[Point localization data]

+++

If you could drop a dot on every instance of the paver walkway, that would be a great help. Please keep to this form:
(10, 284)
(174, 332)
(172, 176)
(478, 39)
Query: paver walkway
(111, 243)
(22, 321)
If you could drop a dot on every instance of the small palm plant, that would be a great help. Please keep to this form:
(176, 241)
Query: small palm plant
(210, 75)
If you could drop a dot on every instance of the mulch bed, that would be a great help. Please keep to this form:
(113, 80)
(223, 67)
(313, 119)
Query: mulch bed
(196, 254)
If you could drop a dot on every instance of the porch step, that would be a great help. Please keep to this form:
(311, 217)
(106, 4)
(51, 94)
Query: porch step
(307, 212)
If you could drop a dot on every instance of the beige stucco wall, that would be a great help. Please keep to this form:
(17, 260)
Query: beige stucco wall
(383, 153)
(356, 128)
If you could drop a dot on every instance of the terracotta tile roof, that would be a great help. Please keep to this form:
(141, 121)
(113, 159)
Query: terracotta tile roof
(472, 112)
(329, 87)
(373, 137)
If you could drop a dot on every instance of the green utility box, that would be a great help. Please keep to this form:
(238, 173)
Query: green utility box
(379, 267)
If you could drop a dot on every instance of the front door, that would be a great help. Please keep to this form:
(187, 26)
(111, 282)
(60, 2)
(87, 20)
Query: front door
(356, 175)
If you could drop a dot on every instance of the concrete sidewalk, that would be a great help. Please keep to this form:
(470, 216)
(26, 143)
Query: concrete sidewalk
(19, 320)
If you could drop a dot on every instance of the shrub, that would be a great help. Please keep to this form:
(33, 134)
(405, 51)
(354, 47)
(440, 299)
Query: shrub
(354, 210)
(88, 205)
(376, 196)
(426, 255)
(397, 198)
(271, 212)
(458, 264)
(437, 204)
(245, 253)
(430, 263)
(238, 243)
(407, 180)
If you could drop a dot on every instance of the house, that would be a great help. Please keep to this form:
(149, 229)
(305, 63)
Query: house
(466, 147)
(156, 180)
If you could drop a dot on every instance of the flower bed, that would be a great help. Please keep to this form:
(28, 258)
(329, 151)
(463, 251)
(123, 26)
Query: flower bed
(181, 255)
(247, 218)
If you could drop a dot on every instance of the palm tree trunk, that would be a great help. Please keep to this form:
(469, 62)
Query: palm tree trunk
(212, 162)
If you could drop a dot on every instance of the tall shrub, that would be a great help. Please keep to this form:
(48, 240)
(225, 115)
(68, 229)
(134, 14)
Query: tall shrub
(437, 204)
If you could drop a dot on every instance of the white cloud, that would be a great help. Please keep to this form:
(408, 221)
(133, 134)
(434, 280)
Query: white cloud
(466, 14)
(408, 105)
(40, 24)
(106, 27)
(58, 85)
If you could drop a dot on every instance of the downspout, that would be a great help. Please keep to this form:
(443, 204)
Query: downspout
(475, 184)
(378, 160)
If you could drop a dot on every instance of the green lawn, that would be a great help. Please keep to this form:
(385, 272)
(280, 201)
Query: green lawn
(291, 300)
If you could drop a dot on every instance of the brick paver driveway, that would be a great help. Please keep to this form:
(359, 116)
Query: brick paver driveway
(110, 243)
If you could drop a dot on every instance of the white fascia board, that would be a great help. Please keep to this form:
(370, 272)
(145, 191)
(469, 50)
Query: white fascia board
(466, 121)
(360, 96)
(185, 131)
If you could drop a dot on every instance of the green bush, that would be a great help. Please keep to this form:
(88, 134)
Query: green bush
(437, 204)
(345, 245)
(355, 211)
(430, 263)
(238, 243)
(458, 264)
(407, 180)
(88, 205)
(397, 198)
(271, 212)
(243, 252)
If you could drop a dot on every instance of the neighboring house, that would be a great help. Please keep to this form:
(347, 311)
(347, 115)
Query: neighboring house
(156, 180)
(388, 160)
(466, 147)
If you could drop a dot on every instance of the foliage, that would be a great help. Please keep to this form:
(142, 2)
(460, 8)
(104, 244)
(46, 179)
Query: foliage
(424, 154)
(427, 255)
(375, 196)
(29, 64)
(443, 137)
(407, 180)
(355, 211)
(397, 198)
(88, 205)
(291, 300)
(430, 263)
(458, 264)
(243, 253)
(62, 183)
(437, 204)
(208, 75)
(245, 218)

+++

What is needed> The records above need to be retyped exactly.

Result of this task>
If you could drop a dot on every instance of the paver walkway, that would be a great help. Please keep to this form:
(10, 284)
(174, 332)
(172, 176)
(478, 39)
Query: paver walkway
(111, 243)
(22, 321)
If you could drop a dot on every instance of the small palm plant, that would be a great help. Please keep to this form:
(176, 241)
Query: small palm plant
(210, 75)
If you could drop a dot on every instance of the mulch bed, that would be a great help. Please keep to this form:
(113, 80)
(223, 67)
(313, 119)
Query: mulch bed
(196, 254)
If you could drop a dot on every instance of the porch step, that would be a great help. Please keep to this form:
(311, 217)
(106, 4)
(51, 94)
Query: porch step
(307, 212)
If you could drop a dot on every instance of the beige stucco wall, that would be a great help. Please keep to this form:
(17, 260)
Query: beige stucco wall
(383, 153)
(356, 128)
If you could drop a dot on every instance of the terracotta tile roof, that would be a great help. Please keep to this form:
(141, 121)
(113, 159)
Query: terracotta tile roof
(472, 112)
(329, 87)
(373, 137)
If you could drop a dot on every instance of the green utility box, that would be a great help. Please keep to this form:
(238, 173)
Query: green utility box
(379, 267)
If you could drop a dot on every instance of the front door, that would be a great help. Please keep to this form:
(187, 26)
(111, 282)
(60, 2)
(87, 20)
Query: front door
(356, 175)
If you could drop a dot on every instance of the concrete sidewalk, that would be a great help. Please keep to this form:
(470, 216)
(26, 143)
Query: concrete sidewalk
(19, 320)
If you could drop a dot on every instance of the shrub, that would be a great help. Please keep to this form:
(33, 134)
(405, 51)
(354, 47)
(440, 299)
Query: shrub
(354, 210)
(88, 205)
(376, 196)
(426, 255)
(397, 198)
(271, 212)
(458, 264)
(437, 204)
(245, 253)
(430, 263)
(238, 243)
(407, 180)
If you could drop a dot on every instance of the house, that would be a great help. Please keep to this form:
(149, 229)
(305, 63)
Query: house
(466, 147)
(156, 180)
If you could drop a dot on every instance of the flower bed, that would be a great help. Please keep to this form:
(28, 258)
(329, 151)
(463, 251)
(123, 26)
Query: flower bed
(181, 255)
(247, 218)
If you could drop a dot on every instance of the palm tree trunk, that would be a great help. Please keep to this form:
(469, 62)
Query: palm tree trunk
(212, 162)
If you could drop a dot on every instance of the tall shrub, that would be a great help. Please keep to this form:
(48, 240)
(225, 115)
(68, 229)
(134, 14)
Query: tall shrub
(437, 204)
If you could drop a dot on every instance of the white cloud, that would be a great help. Please keep to this form:
(408, 221)
(133, 134)
(434, 280)
Query: white cloud
(466, 14)
(408, 105)
(40, 24)
(106, 27)
(58, 85)
If you could drop a dot on every instance of the downspout, that would be a great help. Please keep to this form:
(443, 204)
Query: downspout
(475, 184)
(378, 160)
If you could drop a dot on every instance of the green lawn, that would be a great help. Please keep to this form:
(385, 272)
(280, 201)
Query: green lawn
(291, 300)
If you could drop a dot on every instance of the brick paver driveway, that would be a great help. Please keep to this form:
(359, 116)
Query: brick paver driveway
(110, 243)
If you could drop a dot on every instance of the white fascia board, that would be a great help. Please keep to this form:
(370, 272)
(145, 191)
(469, 50)
Query: white fascia board
(466, 121)
(360, 96)
(185, 131)
If you could drop a dot on every instance of the green bush, that would be a great help. Please keep to this form:
(88, 134)
Query: green bush
(437, 204)
(345, 245)
(355, 211)
(430, 263)
(238, 243)
(458, 264)
(407, 180)
(88, 205)
(397, 198)
(271, 212)
(243, 252)
If you could drop a dot on every instance of the neighboring house, that would be a great help. Please keep to this form:
(347, 311)
(347, 115)
Query: neighboring house
(156, 180)
(388, 160)
(466, 147)
If you could drop a dot on every instance of the foliage, that would be a great help. Please keep to this form:
(142, 2)
(460, 8)
(104, 244)
(46, 179)
Query: foliage
(424, 154)
(427, 255)
(375, 196)
(29, 64)
(443, 137)
(407, 180)
(355, 211)
(397, 198)
(88, 205)
(291, 300)
(430, 263)
(458, 264)
(243, 253)
(62, 183)
(437, 204)
(208, 75)
(245, 218)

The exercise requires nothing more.